Selected text:
So let me tell you about my car, which (AFAIK) was never imported to the countries that I presume most of you live. It's a 1997 Xantia X1 (pre-facelift) VSX, hatchback. The same body shape as the following, but in dark blue:

https://www.citroenorigins.co.uk/en/cars/xantia

Not as aerodynamic as its bigger brother XM, but with a very aerodynamically dirty underbelly, I believe it has potential.

The highlight of this car is its suspension. There were 3 types of suspensions on Xantias, one was the regular hydropneumatic suspension, second was Hydractive II (my car), and third was the Activa, which still is the top car on the famous Moose Test.

Hydropneumatic Citroens have steel spheres filled with nitrogen. They don't have steel springs and conventional dampers. Both springing and damping occur in the spheres, nitrogen gas acting as the spring and holes in the sphere "neck" acting as damper elements. The green thing is an example:
https://en.wikipedia.org/wiki/Hydrop...bol_Xantia.jpg

Hydropneumatic Xantias have 5 or 6 spheres, depending on version. 4 of these spheres are responsible for ride, assigned to each wheel.

My Hydractive II Xantia has 8 spheres (yeah, I know, my car has balls. 8 of them ). In Hydractive II system, there are 3 spheres responsible for ride on each axle. On "normal" mode, the car is suspended on 6 spheres, 3 front and 3 rear. Spheres on each axle are interconnected hydraulically.

Dataset extract:
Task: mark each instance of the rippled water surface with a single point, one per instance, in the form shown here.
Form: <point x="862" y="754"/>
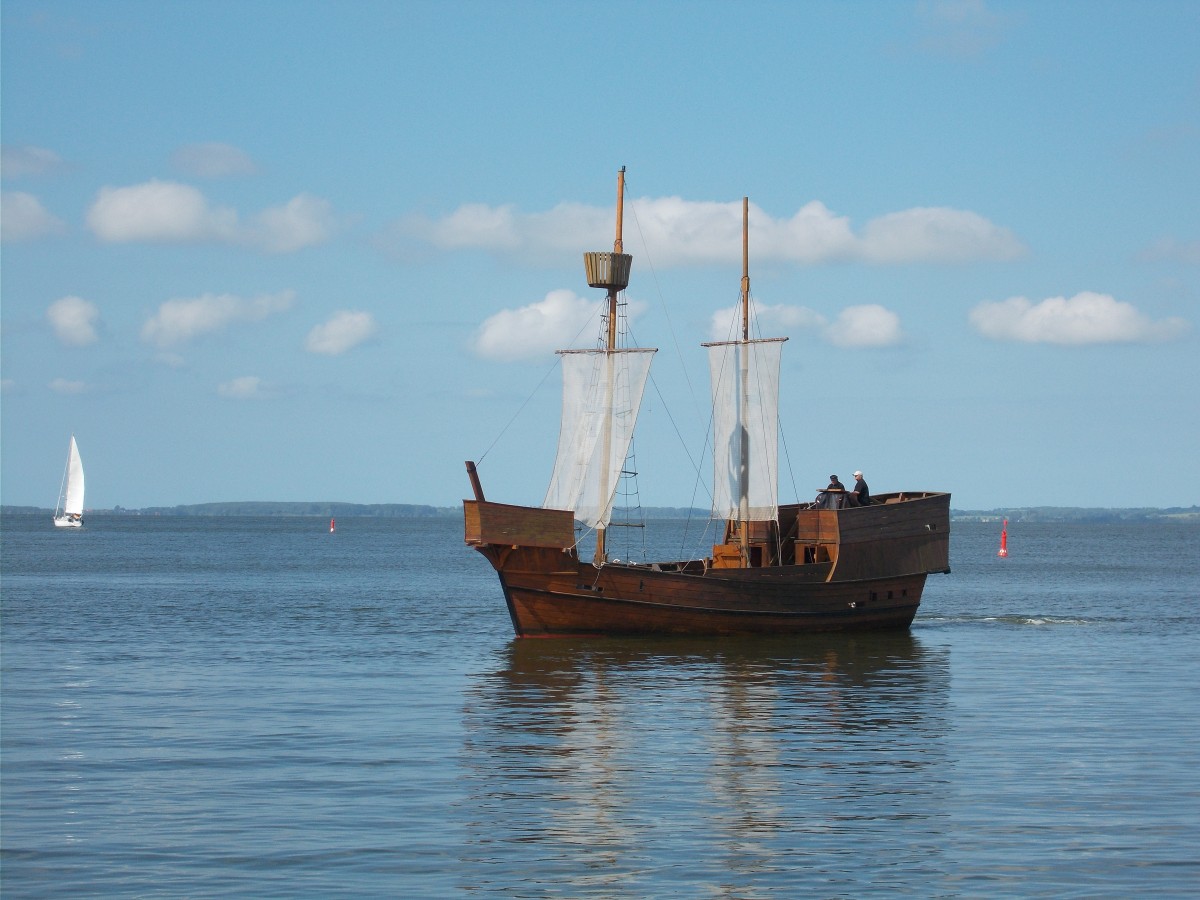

What this task involves:
Rewrite the stretch of the Xantia text from "So let me tell" through "it has potential.", changing "dark blue" to "silver".

Exercise response:
So let me tell you about my car, which (AFAIK) was never imported to the countries that I presume most of you live. It's a 1997 Xantia X1 (pre-facelift) VSX, hatchback. The same body shape as the following, but in silver:

https://www.citroenorigins.co.uk/en/cars/xantia

Not as aerodynamic as its bigger brother XM, but with a very aerodynamically dirty underbelly, I believe it has potential.